### Instructions to follow
Please tally the lines in the records below that contain the string "wall", with case counting, and reply with only that number.

### Material for this task

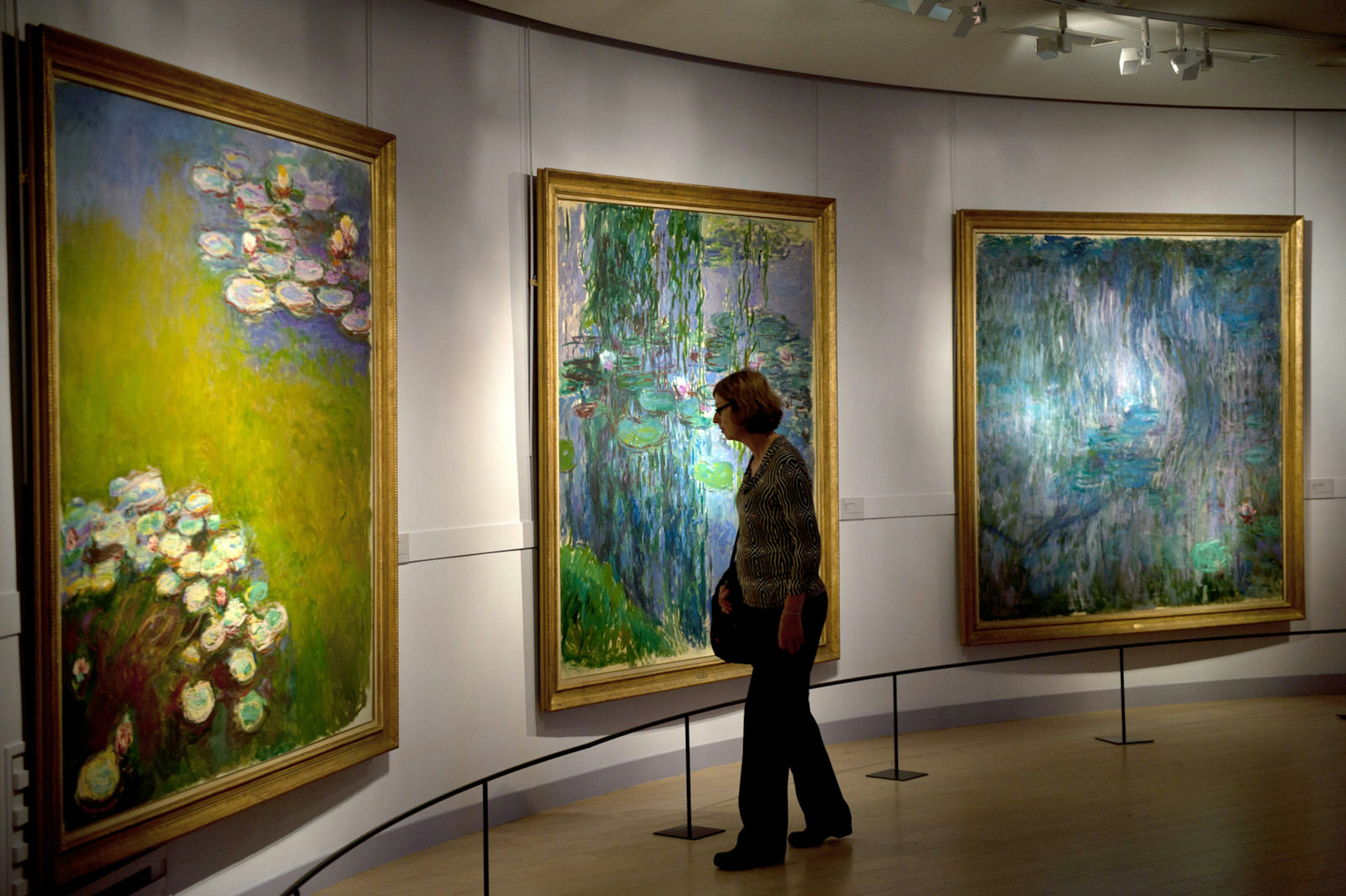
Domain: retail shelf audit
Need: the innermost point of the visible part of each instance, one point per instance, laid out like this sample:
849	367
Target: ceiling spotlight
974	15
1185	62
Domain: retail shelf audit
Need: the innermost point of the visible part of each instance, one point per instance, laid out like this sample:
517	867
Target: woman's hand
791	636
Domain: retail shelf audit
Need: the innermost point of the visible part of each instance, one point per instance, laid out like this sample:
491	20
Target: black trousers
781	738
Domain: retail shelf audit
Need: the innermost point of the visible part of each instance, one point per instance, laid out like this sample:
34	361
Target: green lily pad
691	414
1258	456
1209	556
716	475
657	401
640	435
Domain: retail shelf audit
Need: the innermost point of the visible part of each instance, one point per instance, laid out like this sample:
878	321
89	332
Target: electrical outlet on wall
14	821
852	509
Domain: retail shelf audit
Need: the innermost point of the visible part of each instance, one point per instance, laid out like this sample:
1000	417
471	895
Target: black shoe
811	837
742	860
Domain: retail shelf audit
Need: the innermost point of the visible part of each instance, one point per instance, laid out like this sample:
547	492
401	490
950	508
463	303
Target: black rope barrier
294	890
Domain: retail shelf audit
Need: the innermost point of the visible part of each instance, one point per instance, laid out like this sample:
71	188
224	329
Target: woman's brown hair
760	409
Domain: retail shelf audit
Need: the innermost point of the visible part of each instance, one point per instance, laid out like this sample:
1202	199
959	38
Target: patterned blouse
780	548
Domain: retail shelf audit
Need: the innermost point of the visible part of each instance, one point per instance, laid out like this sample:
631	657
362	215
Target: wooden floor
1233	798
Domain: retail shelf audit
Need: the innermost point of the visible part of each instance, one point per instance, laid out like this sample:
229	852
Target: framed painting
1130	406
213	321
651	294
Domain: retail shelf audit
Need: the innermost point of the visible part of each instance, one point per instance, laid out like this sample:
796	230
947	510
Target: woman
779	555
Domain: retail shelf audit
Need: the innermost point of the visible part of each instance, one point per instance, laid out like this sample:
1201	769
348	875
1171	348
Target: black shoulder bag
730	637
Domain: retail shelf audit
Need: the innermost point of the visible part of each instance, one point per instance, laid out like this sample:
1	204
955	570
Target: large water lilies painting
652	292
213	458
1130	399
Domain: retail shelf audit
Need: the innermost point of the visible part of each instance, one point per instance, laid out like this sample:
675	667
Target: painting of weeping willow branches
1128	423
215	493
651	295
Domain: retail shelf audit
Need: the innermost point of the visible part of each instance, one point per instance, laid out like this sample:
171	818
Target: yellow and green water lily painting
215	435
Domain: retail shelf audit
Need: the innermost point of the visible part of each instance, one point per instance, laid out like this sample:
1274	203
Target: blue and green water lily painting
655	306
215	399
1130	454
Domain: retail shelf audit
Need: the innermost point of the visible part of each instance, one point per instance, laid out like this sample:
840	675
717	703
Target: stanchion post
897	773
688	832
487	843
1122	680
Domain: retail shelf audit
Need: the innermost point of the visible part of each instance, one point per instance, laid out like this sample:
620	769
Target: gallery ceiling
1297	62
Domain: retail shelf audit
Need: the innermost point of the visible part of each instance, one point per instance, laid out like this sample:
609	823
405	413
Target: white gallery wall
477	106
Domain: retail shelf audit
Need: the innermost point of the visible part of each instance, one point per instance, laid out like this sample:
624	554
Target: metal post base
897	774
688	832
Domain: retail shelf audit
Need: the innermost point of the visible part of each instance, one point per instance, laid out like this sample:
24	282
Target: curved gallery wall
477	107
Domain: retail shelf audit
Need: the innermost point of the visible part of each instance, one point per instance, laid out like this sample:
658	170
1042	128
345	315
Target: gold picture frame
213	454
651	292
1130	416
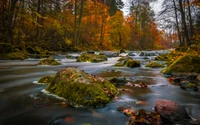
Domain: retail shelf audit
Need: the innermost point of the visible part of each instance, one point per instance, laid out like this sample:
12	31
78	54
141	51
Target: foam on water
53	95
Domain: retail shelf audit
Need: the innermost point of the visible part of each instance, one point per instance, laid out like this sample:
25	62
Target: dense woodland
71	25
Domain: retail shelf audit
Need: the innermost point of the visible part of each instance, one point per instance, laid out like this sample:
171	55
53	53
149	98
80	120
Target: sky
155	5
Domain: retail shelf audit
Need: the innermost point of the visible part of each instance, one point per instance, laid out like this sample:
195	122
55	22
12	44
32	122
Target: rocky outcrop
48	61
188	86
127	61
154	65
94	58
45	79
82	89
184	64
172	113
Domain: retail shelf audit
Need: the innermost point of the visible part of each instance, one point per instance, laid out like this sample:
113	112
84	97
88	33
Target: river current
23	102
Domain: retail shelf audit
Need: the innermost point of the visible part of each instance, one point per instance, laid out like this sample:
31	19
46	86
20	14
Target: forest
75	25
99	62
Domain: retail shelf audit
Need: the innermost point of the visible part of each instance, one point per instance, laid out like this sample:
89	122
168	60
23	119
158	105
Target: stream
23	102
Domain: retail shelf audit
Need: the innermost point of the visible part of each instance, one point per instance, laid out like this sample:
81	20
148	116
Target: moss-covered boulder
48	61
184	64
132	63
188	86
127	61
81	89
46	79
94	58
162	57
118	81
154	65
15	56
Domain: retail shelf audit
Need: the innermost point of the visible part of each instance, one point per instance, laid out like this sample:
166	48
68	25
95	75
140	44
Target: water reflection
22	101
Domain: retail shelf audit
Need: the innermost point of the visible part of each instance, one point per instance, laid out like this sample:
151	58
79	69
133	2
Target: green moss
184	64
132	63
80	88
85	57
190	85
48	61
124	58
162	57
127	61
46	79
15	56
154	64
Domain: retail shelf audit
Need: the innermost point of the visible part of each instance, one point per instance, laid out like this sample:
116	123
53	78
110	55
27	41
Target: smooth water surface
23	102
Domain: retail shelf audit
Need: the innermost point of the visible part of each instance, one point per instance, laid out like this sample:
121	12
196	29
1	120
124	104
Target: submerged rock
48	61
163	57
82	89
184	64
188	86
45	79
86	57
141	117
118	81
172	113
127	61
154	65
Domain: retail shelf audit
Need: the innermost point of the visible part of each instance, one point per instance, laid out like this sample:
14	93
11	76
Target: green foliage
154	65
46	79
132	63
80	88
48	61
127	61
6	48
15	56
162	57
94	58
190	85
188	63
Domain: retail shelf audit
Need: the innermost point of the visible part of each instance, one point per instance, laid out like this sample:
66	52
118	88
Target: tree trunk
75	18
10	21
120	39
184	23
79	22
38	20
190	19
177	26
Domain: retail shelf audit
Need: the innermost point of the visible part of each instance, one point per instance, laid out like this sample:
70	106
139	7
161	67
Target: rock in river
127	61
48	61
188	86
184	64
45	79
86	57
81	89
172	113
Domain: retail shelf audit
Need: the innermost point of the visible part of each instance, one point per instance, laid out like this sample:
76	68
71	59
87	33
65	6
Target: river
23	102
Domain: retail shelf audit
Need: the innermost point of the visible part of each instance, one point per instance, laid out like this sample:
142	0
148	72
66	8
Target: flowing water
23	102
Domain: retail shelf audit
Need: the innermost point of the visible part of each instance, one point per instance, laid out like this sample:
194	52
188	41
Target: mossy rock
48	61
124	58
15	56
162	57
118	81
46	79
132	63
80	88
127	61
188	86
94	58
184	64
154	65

==

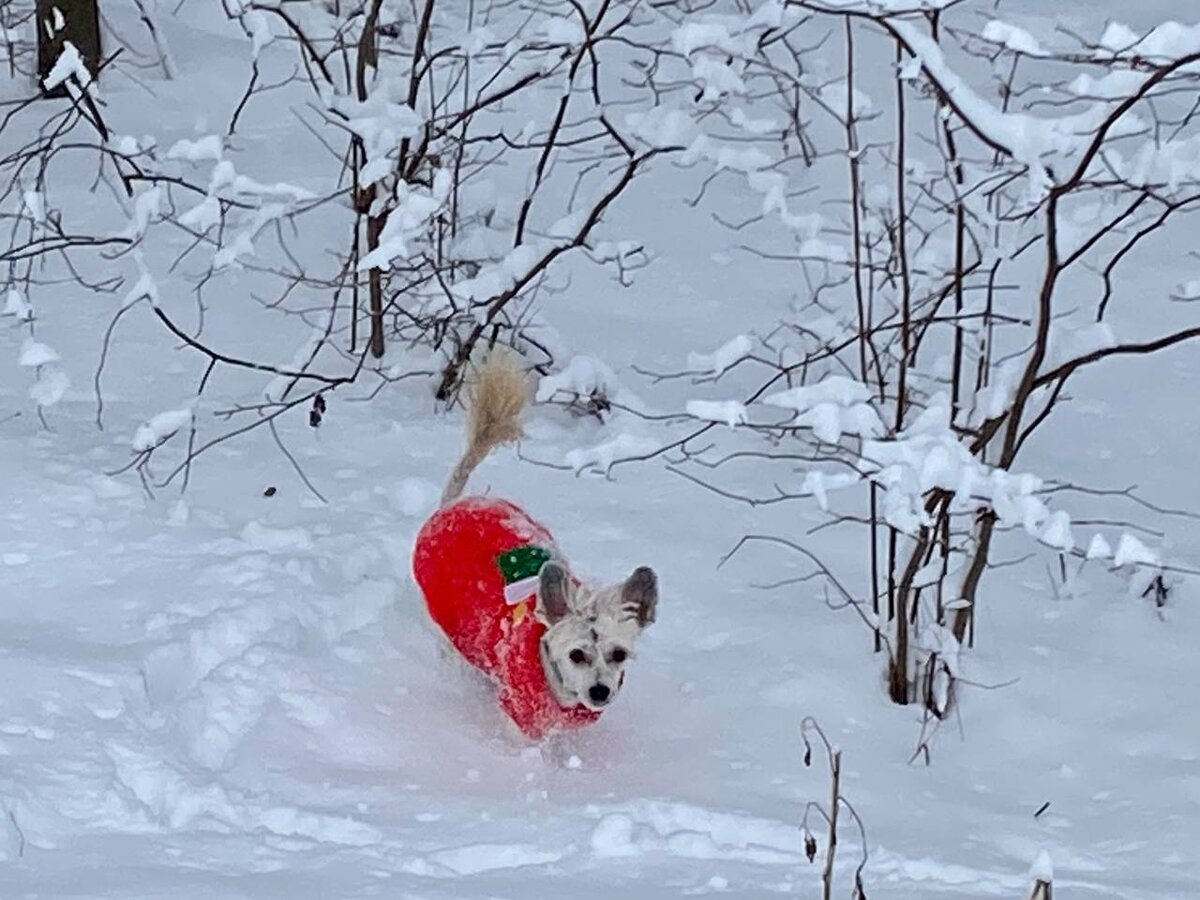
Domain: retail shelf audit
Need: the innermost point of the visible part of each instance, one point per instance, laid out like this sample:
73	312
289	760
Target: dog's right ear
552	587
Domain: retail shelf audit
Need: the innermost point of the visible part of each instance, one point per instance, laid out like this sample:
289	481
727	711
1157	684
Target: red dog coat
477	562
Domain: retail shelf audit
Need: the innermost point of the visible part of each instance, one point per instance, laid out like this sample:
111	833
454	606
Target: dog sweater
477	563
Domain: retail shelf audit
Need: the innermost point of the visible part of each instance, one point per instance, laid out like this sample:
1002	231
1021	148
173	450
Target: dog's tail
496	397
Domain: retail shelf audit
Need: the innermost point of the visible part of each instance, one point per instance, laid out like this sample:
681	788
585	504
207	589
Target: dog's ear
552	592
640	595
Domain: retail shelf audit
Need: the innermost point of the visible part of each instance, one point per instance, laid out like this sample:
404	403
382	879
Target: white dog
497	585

### Full response
3